* **Directions**
Update the lines from the first one up to and including the line with "box: [120, 386, 154, 415]", putting "coarse mask" wherever "rough mask" appears and keeping everything else the same.

* **Information**
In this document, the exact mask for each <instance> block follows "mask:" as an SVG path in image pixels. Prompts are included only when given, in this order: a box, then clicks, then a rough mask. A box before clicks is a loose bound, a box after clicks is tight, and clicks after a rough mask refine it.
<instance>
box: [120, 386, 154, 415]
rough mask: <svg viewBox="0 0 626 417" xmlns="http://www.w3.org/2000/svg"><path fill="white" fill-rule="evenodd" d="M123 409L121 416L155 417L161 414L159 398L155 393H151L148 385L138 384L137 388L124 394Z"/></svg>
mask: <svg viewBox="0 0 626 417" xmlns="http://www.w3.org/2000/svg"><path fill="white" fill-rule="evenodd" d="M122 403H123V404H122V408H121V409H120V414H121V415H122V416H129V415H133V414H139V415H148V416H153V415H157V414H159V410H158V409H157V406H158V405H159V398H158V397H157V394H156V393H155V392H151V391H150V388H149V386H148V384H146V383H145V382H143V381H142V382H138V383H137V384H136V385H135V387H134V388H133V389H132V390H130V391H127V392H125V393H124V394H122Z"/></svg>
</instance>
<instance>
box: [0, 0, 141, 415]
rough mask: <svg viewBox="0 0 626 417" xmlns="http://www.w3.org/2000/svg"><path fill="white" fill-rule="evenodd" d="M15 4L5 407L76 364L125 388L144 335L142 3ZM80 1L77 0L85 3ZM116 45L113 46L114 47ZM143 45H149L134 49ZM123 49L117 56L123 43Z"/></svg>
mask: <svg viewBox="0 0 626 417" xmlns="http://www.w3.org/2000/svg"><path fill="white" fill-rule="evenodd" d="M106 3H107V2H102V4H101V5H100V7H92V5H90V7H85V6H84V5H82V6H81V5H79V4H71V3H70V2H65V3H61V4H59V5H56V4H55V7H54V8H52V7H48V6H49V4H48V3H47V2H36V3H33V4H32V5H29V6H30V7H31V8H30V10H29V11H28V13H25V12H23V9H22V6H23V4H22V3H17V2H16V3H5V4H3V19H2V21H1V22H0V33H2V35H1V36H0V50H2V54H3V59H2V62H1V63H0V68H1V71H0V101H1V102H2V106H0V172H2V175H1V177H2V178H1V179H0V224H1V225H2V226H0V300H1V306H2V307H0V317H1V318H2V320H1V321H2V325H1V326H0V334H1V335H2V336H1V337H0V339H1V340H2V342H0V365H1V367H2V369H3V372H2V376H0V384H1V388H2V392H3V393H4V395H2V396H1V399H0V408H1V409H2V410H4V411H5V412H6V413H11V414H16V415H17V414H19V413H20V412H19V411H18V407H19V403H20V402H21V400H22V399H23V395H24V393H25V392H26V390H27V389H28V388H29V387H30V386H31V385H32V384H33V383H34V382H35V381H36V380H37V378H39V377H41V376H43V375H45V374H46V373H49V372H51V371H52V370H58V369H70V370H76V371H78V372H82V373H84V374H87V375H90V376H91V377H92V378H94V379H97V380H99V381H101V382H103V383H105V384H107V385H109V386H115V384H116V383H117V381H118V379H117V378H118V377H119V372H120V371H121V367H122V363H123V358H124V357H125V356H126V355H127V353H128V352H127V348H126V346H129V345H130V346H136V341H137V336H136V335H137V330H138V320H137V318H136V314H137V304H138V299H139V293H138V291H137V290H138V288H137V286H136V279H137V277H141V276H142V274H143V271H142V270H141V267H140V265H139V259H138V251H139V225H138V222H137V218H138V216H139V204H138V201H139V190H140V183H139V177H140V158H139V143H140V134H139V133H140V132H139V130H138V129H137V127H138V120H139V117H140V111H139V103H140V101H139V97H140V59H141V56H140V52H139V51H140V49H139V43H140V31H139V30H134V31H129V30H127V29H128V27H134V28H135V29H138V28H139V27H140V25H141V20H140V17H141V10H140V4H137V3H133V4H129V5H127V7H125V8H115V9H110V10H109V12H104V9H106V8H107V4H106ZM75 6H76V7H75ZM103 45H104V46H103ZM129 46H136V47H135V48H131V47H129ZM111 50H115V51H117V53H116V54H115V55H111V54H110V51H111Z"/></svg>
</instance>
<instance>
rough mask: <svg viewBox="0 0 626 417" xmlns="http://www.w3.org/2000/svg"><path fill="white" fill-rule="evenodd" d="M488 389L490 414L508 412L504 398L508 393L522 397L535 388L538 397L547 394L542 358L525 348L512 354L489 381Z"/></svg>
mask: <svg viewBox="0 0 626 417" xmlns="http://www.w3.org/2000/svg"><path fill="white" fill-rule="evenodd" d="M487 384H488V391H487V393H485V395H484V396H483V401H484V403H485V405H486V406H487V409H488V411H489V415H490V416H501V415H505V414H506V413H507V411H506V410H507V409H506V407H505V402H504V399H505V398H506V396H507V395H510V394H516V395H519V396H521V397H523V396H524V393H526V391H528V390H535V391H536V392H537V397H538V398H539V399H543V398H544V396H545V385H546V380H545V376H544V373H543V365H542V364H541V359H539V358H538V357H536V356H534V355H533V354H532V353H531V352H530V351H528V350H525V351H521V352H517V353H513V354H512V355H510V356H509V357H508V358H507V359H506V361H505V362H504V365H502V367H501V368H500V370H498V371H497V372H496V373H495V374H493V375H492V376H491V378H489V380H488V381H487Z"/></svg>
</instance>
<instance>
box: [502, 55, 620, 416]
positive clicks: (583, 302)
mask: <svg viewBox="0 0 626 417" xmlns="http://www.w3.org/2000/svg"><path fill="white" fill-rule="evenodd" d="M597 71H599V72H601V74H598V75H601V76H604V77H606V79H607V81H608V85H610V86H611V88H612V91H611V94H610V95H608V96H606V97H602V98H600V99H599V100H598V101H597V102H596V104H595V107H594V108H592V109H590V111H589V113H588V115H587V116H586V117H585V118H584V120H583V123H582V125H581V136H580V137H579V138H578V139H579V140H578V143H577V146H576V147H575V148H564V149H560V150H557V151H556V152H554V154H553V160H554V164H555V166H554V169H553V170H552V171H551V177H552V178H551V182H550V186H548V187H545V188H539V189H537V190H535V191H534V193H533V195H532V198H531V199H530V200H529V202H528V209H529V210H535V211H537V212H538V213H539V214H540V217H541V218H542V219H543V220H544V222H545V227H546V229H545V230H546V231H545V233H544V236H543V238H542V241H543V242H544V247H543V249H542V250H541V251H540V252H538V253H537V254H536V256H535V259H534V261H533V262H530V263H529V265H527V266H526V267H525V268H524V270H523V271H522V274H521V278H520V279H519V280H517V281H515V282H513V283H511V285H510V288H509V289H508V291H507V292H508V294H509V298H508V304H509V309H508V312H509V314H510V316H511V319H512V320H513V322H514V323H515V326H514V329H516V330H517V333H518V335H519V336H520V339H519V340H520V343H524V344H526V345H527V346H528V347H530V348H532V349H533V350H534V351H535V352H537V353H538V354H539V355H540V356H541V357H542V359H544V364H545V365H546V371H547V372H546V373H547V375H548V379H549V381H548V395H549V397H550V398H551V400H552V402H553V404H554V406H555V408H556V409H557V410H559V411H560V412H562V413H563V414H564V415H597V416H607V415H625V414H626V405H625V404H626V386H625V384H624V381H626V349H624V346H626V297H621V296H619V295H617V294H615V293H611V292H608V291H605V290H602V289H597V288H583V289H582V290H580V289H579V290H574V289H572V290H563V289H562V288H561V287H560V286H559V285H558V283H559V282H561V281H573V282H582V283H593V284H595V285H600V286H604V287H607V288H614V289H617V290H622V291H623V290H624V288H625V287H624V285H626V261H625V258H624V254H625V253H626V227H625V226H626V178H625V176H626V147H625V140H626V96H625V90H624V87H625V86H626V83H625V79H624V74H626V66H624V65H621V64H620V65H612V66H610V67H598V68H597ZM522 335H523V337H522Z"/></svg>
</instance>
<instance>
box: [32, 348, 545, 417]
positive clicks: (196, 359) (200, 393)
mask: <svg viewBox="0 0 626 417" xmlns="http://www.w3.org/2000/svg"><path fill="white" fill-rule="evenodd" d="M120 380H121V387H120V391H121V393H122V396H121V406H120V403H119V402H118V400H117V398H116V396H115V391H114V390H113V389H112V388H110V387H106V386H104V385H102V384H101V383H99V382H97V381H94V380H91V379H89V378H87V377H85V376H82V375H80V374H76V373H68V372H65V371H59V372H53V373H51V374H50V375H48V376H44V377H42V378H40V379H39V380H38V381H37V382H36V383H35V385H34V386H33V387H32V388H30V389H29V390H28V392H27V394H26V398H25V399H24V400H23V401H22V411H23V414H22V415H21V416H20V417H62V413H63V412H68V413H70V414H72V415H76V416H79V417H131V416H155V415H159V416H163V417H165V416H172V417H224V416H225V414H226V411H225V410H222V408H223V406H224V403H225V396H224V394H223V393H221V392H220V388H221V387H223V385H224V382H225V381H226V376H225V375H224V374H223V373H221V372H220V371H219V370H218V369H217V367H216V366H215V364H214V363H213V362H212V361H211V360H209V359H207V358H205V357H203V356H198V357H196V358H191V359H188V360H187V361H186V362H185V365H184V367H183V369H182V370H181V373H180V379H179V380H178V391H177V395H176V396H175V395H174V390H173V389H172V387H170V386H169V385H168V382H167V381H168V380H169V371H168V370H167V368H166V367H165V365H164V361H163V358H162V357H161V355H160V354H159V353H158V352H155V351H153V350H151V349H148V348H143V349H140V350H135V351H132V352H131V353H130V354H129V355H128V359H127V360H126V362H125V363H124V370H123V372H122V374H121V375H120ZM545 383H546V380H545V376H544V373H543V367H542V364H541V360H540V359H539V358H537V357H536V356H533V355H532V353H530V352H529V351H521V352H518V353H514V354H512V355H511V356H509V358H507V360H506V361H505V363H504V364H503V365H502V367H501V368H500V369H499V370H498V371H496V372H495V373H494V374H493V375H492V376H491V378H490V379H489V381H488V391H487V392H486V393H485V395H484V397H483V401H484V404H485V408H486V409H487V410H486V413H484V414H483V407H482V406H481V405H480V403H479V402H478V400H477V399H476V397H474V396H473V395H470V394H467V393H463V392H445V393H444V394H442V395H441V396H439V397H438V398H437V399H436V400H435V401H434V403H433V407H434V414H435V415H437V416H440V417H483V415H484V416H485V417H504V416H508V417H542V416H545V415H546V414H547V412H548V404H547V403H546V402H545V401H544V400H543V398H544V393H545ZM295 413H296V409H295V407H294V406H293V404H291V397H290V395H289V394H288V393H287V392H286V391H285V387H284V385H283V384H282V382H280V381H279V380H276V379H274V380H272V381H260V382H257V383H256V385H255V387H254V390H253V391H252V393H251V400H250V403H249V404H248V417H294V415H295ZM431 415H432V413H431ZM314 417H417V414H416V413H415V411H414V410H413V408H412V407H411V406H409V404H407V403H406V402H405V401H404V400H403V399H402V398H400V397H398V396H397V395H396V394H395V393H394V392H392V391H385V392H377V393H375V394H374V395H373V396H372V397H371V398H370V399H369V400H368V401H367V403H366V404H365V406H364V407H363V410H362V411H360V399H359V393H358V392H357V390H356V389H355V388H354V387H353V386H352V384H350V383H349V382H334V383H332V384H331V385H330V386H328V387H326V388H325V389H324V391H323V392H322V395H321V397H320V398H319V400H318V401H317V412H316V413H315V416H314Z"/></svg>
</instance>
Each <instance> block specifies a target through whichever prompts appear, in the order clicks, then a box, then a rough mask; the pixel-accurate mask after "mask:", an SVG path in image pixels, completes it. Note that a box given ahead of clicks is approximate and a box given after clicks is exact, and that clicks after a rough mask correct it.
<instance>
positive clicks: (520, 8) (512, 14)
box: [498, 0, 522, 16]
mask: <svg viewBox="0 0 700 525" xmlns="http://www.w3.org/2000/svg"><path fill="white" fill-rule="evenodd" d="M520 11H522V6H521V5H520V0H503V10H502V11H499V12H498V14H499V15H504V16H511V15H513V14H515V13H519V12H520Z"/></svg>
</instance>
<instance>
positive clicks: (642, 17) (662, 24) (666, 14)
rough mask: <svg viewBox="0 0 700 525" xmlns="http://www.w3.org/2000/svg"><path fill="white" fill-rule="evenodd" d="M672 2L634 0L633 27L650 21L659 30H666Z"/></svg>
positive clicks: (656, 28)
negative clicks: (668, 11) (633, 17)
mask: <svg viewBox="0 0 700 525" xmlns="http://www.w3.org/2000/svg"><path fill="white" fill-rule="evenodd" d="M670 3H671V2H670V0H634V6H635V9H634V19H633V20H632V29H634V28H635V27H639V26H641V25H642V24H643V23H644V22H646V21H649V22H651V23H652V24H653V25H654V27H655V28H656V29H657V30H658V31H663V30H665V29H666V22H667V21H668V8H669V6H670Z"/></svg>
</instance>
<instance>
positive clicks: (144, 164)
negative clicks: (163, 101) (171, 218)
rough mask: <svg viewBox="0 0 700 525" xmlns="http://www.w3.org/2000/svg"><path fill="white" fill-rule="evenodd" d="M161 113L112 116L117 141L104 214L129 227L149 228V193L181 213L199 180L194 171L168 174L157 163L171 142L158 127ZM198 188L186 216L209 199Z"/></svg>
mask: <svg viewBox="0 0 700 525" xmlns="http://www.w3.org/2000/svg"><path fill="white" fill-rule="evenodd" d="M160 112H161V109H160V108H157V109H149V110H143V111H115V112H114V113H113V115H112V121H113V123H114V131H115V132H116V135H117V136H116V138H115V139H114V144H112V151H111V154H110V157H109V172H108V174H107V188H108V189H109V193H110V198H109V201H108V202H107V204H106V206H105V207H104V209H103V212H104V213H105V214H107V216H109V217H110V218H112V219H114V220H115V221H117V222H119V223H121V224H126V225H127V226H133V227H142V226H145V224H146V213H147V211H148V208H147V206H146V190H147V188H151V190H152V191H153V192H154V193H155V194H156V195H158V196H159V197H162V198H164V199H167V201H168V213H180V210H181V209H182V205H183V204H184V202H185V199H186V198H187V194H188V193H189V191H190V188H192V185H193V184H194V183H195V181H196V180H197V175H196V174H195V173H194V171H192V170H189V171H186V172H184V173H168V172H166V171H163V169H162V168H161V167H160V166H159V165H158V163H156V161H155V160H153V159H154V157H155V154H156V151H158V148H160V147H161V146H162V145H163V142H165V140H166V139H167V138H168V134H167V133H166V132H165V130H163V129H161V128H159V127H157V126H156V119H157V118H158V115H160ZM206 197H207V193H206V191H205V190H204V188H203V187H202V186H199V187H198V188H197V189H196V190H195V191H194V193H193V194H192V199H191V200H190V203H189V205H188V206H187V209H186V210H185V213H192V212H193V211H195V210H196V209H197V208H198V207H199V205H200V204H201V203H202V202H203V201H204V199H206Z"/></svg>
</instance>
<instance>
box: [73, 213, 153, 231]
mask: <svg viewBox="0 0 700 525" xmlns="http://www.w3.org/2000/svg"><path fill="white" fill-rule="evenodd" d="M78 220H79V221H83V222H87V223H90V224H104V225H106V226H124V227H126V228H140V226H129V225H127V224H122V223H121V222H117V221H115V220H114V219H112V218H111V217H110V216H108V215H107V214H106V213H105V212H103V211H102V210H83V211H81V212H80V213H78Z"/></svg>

* **Exercise solution**
In this document, the exact mask for each <instance> block follows "mask:" as an SVG path in image pixels. Prompts are included only when given, in this order: a box, then clicks, then a coarse mask. A box before clicks is a loose bound, a box after clicks is tight, and clicks after a coarse mask refine it.
<instance>
box: [120, 386, 154, 415]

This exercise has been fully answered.